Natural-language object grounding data
=== Section Start ===

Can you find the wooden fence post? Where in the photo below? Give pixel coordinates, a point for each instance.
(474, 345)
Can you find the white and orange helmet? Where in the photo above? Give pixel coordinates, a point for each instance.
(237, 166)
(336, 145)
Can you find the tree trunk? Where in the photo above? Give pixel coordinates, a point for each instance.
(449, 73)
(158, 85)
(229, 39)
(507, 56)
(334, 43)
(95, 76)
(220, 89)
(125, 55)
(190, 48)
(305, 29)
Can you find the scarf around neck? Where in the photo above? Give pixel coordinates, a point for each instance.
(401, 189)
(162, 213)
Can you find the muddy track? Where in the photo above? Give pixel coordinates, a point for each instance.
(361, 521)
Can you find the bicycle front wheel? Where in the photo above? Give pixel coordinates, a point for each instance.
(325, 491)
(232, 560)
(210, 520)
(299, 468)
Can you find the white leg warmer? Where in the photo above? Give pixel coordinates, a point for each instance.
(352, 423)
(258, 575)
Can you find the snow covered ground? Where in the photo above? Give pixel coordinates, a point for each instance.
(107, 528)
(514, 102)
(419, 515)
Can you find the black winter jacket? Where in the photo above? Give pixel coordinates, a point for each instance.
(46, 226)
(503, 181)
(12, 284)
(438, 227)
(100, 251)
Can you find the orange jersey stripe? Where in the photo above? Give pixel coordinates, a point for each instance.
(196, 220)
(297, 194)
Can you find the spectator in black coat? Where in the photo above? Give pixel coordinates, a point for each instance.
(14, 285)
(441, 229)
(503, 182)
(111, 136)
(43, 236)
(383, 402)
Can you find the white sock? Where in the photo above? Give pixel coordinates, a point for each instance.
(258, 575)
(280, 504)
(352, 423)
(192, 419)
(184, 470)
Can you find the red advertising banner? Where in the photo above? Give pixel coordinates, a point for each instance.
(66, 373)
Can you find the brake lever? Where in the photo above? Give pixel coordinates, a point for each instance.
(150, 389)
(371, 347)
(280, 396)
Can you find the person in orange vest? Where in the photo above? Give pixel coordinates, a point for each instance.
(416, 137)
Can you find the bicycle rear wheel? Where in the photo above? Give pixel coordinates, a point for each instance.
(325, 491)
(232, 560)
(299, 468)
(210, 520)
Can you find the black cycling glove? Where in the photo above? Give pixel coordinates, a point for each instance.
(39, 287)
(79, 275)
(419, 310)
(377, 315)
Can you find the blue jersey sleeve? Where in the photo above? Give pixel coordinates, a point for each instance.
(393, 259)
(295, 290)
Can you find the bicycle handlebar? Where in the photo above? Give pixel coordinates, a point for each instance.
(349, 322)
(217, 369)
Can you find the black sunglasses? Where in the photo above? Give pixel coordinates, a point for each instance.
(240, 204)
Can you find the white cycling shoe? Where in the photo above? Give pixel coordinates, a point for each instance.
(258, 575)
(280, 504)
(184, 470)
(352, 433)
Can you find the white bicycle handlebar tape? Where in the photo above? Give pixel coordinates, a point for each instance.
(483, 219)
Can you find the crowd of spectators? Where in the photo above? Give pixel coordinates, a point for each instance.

=== Section End ===

# [Aim of the task]
Nothing in the records above may differ in your copy; retype them in full.

# [Exercise answer]
Can you find the wooden fence post? Where in the photo below? Give pixel coordinates, a point for each instance.
(474, 345)
Can you find the white and orange helmet? Where in the photo above? Give pixel coordinates, a point for each instance.
(237, 166)
(336, 145)
Can you find the tree trunk? Where in the photo above? Give pixel coordinates, a point for each instance.
(449, 73)
(158, 85)
(229, 39)
(507, 56)
(334, 43)
(95, 76)
(220, 89)
(125, 55)
(190, 48)
(305, 29)
Can you find the scarf around neck? Where in the photo above? Give pixel coordinates, a point for each instance.
(401, 189)
(162, 213)
Can you find the muddy track? Where in the photo above? Give pixel coordinates, a point for each instance.
(361, 521)
Can you find the bicycle front wheel? Where in the photo above? Give pixel coordinates, a point for each instance.
(325, 491)
(232, 560)
(210, 520)
(299, 468)
Can you find the white leg warmer? Where in the photo above? Give pixel coordinates, a point for each instance.
(352, 423)
(258, 575)
Can you find the snow covered ground? Where in the photo above? Give pixel coordinates, a point for each instance.
(107, 528)
(514, 102)
(419, 515)
Can you find the black winter jacket? Where in the photo above? Give pixel coordinates, a point for each instance.
(46, 226)
(503, 181)
(12, 284)
(438, 227)
(100, 251)
Can you find the orange jersey stripe? Where in the photo above? Give pixel coordinates, a point for each instance.
(196, 220)
(297, 194)
Can you find the spectator in black coat? Where in the photo above? Give pixel coordinates, a point for each instance.
(14, 285)
(441, 229)
(503, 182)
(111, 136)
(43, 236)
(383, 402)
Can you find the white sock? Where in the photo above? Give pixel coordinates, a point for each instance.
(258, 575)
(280, 504)
(352, 423)
(192, 419)
(184, 470)
Can you find the red advertising banner? Where in the photo above? Give pixel coordinates, a point for each instance.
(66, 373)
Can you find the brake lever? Where in the photo above? Give pixel coordinates, a point for each instance.
(150, 389)
(371, 347)
(280, 396)
Can you find the person in orange vest? Where in the photo above? Give pixel coordinates, a point for each instance.
(416, 137)
Can you find the bicycle rear wheel? Where in the photo above? Give pixel coordinates, a point for each instance.
(325, 491)
(232, 560)
(299, 468)
(210, 520)
Can you find the black cycling glove? Where in the photo above? Give pixel coordinates, a point for each instance.
(39, 287)
(79, 275)
(419, 310)
(377, 315)
Can you find the blue jersey sleeve? Where in the photo above? Give pixel coordinates, a point for each instance.
(393, 259)
(295, 290)
Can you find the bicycle handlebar? Where in the photo above? Give pixel coordinates, a point for each instance.
(349, 322)
(217, 369)
Can you find the black sunglasses? Where in the photo above? Give pixel coordinates, a point for each instance.
(240, 204)
Can you find the white cycling shoe? Where in the photo above? Give pixel coordinates, a point for each instance.
(258, 575)
(280, 504)
(184, 470)
(352, 433)
Can you find the white bicycle handlebar tape? Where in the photo above? Give pixel coordinates, a point for each instance.
(483, 219)
Can you find the crowd of spectators? Where in the photo above? Give pixel coordinates, a point for each instance.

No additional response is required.